■ **Your assignment**
Your task is to reproduce the entries below word for word.
───── Supplied data
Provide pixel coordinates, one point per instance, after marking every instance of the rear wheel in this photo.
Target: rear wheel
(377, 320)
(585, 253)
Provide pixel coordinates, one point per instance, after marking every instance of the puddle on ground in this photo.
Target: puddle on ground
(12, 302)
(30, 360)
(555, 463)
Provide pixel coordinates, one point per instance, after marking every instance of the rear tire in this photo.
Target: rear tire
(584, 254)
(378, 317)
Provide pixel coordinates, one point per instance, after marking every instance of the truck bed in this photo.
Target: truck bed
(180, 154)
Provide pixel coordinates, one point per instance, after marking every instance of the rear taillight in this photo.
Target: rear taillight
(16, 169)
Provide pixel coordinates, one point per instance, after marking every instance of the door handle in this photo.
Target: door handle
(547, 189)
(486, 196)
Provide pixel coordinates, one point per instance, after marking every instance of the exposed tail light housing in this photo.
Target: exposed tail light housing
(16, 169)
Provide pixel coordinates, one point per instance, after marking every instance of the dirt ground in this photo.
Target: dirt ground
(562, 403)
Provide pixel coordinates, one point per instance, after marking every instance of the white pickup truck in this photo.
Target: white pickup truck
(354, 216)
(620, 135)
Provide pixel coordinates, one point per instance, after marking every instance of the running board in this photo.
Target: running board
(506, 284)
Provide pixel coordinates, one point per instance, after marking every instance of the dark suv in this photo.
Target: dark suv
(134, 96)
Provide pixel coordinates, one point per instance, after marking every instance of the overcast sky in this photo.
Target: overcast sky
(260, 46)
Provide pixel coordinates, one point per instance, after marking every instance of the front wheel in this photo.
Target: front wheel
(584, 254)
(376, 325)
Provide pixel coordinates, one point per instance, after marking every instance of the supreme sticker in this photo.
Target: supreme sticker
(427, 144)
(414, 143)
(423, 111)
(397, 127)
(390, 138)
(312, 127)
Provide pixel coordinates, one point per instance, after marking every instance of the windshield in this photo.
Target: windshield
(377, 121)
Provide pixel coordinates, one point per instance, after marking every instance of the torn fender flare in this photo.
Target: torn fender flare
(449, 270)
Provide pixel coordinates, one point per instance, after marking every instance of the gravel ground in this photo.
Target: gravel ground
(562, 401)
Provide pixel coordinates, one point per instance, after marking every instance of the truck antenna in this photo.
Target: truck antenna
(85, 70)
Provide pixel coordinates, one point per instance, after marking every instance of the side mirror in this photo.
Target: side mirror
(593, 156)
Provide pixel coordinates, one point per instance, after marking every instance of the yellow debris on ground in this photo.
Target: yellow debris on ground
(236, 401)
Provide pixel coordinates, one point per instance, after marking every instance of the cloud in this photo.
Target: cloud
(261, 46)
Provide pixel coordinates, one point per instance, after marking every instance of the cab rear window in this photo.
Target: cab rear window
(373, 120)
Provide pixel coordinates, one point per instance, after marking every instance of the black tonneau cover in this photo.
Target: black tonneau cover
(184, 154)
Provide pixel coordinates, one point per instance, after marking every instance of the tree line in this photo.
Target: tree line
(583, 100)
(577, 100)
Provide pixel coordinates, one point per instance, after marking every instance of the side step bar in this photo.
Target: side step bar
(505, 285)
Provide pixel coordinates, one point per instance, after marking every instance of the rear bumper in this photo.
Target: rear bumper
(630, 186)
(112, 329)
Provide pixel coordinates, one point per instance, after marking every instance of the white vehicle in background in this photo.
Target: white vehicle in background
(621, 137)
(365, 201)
──────────
■ **Answer section**
Provide pixel coordinates, one point per instance, after marking every instance of the rear wheel in this photo.
Target: rear wheel
(377, 320)
(585, 253)
Provide pixel coordinates, one point per instance, after marking every instance of the puddle on ground in this photo.
Target: puddle on ground
(12, 302)
(30, 360)
(555, 463)
Provide pixel coordinates, one point per instance, after marking every instance of the rear tire in this photo.
Target: rear tire
(584, 254)
(378, 317)
Provide pixel coordinates, one point per instance, after marking every instance of the truck bed in this photo.
Target: truck bed
(180, 154)
Provide pixel coordinates, one point per instance, after marking every instance of the rear taillight in this photo.
Target: rear taillight
(16, 169)
Provide pixel coordinates, one point per instance, after marking every instance of the door handle in this photo.
Target: door handle
(547, 189)
(486, 196)
Provide pixel coordinates, one point per instance, after marking every instance of the exposed tail light housing in this photo.
Target: exposed tail light housing
(16, 169)
Provide pixel coordinates, one point per instance, after marking every instance of the dirt ground in this photo.
Target: dirt ground
(562, 403)
Provide pixel coordinates, one point per instance, after marking every instance of the white pickup truck in this photo.
Target: white pickup truck
(354, 216)
(620, 135)
Provide pixel coordinates, one point per instance, after marking every instance of the running board in this photo.
Target: running board
(506, 284)
Provide pixel coordinates, one point per instance, after marking every instance of the dark suv in this photo.
Target: dark suv
(134, 96)
Provide pixel coordinates, one point per instance, after marking every instance of the overcast sky in this photo.
Target: overcast sky
(260, 46)
Provide pixel coordinates, one point per instance, after marking every instance of the front wheel in this photo.
Target: front wheel
(584, 254)
(376, 325)
Provide pixel coordinates, one point per instance, after marking every instance of the supreme sticker in this photo.
Target: supreme sticker
(427, 144)
(414, 143)
(423, 111)
(397, 127)
(390, 138)
(312, 127)
Provide pixel coordinates, one point per instance, after marking every instance of the windshield in this photo.
Target: windshield
(377, 121)
Provide pixel coordinates, one point per instance, after marking every instance of the torn fender flare in this photo.
Target: torn fender flare
(449, 270)
Provide pixel coordinates, one point per instance, after marking every instance of the gravel ground in this photo.
Target: gravel ground
(562, 401)
Provide pixel coordinates, one point per instance, after marking every instance of the truck antenna in this photo.
Target: truck antenna
(85, 70)
Provide pixel coordinates, one point per instance, after marking every instance of the side mirror in this photo.
Target: side mirror
(593, 156)
Provide pixel coordinates, one point per instance, after marking every instance of the yellow debris on ground in this photo.
Target: yellow debris on ground
(236, 401)
Provide pixel coordinates, one point per instance, after marking every instance of the cloud in this photo.
Target: cloud
(261, 46)
Provide pixel coordinates, one point per instance, after marking every instance of the cab rear window in this photo.
Target: cab rear window
(373, 120)
Provide pixel coordinates, one point per instance, after marking every instance of the black tonneau cover in this photo.
Target: black tonneau cover
(184, 154)
Provide pixel coordinates, one point per instance, after marking every instance of the tree line in this photo.
Target: tree line
(583, 100)
(577, 100)
Provide pixel coordinates, one point per instance, after marking every instance of the side step bar in this photo.
Target: side step bar
(505, 285)
Provide pixel coordinates, one point per instance, after marking every instance of the rear bumper in this photo.
Target: rear bumper
(630, 186)
(112, 329)
Provide pixel coordinates, one point per instance, after marking every instance of the white vehicle in background in this photo.
Target: white vehicle in background
(621, 137)
(365, 201)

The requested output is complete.